Task item: In the listing that follows, how many lines have the word "Need" in them? Give only the number.

Records for processing:
--

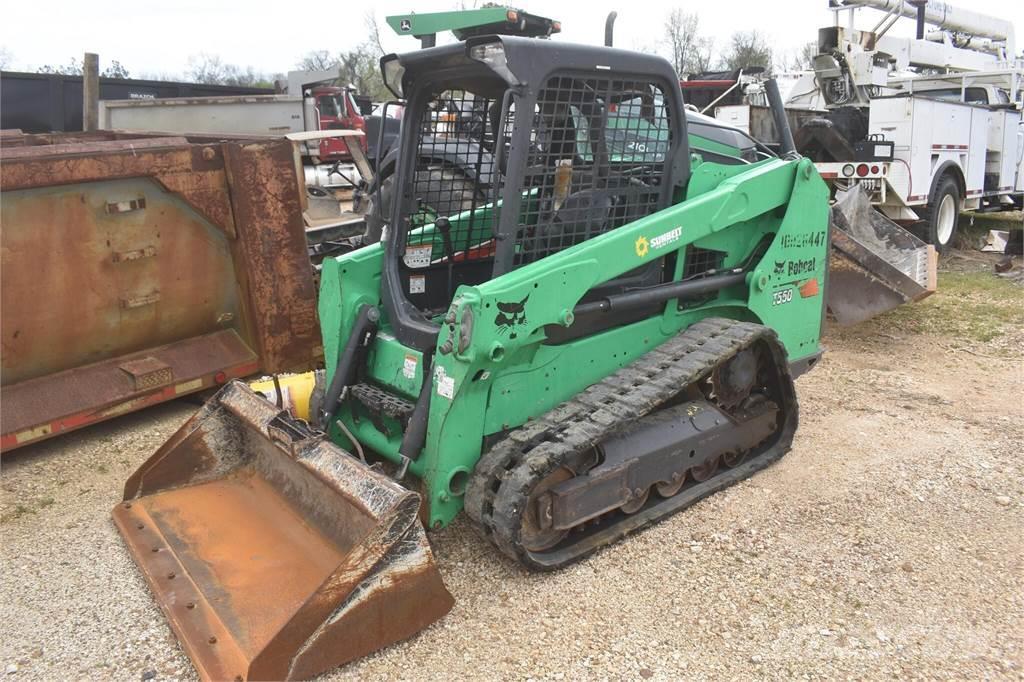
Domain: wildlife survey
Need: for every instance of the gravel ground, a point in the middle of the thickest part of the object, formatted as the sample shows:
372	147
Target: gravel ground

--

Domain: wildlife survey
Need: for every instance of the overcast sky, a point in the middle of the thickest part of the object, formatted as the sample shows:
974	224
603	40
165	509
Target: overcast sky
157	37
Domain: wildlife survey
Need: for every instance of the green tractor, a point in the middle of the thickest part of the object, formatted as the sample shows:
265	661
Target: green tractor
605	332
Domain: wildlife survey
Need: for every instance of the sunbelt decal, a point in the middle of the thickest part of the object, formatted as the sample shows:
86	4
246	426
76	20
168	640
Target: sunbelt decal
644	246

--

Written response: 4